### [Sunulan Metin]
* * * * * * * * *
Logo

1. Hukuk Dairesi2024/475 E. 2025/868 K.

Yapay Zeka Özeti

Uyuşmazlık: Kadastro çalışmaları sonucu davalı adına tescil edilen taşınmazın, davacı tarafından daha önce düzenlenen satış senediyle satın alındığı iddiasıyla tapu iptali ve tescil talebi.

Gerekçe ve Sonuç: Davacı tarafından ibraz edilen satış senedinin, taşınmazın mülkiyetini devretmeye yönelik olmadığı, taşınmazda davalıların zilyetliğinin bulunduğu, davacıların ise malik sıfatıyla zilyetliğinin tespit edilemediği gözetilerek, yerel mahkeme kararının onanmasına karar verilmiştir.

Karar Metni

"İçtihat Metni"
* * * * * * * * *
### [Veri Kümesi İçeriği]
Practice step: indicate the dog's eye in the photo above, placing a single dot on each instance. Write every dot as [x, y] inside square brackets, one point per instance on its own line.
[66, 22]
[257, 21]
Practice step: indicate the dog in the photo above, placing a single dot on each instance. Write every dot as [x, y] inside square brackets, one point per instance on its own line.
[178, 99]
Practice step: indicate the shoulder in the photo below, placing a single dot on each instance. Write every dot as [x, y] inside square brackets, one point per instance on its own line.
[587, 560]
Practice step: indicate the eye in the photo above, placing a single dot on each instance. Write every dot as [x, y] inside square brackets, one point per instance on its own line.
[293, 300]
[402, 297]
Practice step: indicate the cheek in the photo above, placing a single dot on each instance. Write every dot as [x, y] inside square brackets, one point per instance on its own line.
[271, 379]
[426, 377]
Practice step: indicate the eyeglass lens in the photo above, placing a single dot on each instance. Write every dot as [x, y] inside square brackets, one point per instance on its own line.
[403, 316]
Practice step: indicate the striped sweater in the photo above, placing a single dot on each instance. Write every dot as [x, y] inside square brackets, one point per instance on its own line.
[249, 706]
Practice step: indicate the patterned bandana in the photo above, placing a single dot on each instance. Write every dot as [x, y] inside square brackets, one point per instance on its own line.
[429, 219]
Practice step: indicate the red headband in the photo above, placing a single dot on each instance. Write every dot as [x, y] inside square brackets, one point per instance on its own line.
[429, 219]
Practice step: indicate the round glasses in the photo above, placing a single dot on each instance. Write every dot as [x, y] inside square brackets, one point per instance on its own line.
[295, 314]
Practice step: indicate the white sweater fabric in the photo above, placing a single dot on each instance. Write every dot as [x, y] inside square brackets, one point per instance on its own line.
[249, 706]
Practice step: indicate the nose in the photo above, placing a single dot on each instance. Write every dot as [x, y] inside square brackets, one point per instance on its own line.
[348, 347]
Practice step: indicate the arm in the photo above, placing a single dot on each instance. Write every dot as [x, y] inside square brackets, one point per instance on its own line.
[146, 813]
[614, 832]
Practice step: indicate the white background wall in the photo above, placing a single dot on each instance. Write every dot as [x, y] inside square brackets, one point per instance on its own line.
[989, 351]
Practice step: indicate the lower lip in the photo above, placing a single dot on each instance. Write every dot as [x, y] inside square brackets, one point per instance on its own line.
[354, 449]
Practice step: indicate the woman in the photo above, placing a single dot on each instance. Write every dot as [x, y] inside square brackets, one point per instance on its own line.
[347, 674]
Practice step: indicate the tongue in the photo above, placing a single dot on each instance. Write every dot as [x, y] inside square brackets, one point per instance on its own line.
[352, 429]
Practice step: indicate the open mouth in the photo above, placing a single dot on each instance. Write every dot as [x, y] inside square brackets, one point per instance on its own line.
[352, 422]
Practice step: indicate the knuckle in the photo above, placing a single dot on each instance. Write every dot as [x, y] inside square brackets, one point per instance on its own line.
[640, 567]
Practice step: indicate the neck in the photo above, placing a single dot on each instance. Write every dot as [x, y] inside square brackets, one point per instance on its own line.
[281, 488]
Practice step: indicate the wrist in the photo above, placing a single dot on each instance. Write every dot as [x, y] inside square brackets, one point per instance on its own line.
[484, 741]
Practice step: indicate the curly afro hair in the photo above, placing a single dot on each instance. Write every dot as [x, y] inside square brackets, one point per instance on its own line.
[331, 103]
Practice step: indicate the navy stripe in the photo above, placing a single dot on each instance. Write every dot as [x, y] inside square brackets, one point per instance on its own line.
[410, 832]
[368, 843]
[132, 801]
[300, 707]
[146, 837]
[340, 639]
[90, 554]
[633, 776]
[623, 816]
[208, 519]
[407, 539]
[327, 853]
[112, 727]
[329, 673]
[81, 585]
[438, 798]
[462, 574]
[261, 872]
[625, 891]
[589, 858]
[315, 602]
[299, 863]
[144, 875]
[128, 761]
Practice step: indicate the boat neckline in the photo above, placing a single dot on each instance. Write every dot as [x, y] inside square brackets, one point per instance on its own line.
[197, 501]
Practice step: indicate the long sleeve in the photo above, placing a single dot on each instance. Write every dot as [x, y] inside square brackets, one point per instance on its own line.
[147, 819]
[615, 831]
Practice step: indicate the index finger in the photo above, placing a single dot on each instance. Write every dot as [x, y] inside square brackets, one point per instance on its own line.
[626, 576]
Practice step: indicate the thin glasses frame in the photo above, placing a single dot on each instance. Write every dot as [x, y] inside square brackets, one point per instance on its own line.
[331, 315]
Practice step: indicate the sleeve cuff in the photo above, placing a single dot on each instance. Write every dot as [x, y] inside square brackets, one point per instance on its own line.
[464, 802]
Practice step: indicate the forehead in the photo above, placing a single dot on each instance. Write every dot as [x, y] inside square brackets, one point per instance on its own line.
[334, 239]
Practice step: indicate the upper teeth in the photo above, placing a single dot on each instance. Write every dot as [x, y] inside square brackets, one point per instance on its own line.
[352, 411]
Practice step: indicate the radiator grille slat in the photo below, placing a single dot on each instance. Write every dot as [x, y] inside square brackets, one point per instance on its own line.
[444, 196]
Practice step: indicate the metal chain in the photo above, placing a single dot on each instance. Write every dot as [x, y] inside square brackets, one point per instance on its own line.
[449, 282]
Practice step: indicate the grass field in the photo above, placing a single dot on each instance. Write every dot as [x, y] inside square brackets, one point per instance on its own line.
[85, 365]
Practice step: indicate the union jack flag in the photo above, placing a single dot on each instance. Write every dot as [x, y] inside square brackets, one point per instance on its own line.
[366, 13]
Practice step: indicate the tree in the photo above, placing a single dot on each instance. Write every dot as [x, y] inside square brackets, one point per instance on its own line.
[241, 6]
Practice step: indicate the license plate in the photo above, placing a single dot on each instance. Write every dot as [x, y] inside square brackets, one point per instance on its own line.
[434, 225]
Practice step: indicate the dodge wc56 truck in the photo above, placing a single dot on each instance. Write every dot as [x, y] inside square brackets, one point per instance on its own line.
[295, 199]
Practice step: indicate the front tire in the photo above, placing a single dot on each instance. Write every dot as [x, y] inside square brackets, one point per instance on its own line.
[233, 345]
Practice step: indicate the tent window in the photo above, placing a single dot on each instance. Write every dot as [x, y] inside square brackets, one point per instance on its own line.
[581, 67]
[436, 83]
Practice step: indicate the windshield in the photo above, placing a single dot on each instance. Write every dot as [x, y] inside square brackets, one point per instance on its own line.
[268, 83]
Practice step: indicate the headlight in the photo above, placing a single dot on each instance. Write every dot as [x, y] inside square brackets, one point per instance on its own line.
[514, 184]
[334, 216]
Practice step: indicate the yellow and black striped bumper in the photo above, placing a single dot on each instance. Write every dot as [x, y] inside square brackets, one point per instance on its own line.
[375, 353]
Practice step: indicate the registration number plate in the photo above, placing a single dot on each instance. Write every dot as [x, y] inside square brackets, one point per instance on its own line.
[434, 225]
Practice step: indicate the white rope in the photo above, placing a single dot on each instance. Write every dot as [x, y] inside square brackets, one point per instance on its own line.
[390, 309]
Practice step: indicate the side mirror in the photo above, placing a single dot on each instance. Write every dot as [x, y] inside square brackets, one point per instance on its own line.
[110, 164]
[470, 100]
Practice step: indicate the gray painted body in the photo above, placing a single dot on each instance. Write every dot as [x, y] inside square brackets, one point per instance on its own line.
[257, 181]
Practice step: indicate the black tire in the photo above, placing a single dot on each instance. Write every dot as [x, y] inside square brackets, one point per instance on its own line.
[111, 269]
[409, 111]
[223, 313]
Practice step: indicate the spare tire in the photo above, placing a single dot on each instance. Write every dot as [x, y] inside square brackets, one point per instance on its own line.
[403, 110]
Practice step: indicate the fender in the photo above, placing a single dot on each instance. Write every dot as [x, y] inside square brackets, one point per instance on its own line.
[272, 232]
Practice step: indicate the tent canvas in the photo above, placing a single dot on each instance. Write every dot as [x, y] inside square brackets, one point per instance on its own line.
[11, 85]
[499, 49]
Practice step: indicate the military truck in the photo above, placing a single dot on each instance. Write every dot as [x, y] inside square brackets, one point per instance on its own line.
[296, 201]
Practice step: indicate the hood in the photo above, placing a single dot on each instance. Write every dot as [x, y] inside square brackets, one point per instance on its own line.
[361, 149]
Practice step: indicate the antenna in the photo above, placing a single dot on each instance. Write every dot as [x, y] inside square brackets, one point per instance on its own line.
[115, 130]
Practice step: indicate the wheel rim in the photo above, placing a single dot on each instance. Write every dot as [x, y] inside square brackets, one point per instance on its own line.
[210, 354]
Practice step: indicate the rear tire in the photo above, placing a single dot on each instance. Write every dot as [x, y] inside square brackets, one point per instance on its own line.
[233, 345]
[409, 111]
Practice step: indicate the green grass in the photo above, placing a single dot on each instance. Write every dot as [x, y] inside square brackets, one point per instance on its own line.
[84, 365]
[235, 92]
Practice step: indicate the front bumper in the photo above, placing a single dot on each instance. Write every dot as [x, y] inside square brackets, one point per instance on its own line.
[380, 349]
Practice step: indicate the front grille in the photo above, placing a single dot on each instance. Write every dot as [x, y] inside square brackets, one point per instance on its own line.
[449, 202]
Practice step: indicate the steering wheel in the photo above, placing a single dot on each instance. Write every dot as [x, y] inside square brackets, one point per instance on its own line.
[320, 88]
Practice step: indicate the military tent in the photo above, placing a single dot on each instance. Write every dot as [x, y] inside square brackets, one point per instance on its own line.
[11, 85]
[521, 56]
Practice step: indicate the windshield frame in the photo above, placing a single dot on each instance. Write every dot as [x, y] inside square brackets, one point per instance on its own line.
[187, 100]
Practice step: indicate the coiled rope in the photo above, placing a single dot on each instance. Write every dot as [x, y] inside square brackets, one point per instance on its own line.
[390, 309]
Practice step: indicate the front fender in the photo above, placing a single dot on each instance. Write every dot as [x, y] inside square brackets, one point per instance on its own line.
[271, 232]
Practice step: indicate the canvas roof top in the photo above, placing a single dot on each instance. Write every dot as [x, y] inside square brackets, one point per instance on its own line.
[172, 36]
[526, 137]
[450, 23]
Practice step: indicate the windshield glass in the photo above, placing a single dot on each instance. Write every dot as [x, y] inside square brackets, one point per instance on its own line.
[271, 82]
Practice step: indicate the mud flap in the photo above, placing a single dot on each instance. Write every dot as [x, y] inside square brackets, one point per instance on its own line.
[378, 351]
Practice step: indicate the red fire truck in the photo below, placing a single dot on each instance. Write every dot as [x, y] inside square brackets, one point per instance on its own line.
* * * * * * * * *
### [Yapılacak İş]
Sunulan metni baştan sona, tek bir değişiklik yapmadan aynen yineleyin. Satırlar, sunulan metinden ayrı bir malzemedir.

### [Aşağıdaki Sonuç]
Logo

1. Hukuk Dairesi2024/475 E. 2025/868 K.

Yapay Zeka Özeti

Uyuşmazlık: Kadastro çalışmaları sonucu davalı adına tescil edilen taşınmazın, davacı tarafından daha önce düzenlenen satış senediyle satın alındığı iddiasıyla tapu iptali ve tescil talebi.

Gerekçe ve Sonuç: Davacı tarafından ibraz edilen satış senedinin, taşınmazın mülkiyetini devretmeye yönelik olmadığı, taşınmazda davalıların zilyetliğinin bulunduğu, davacıların ise malik sıfatıyla zilyetliğinin tespit edilemediği gözetilerek, yerel mahkeme kararının onanmasına karar verilmiştir.

Karar Metni

"İçtihat Metni"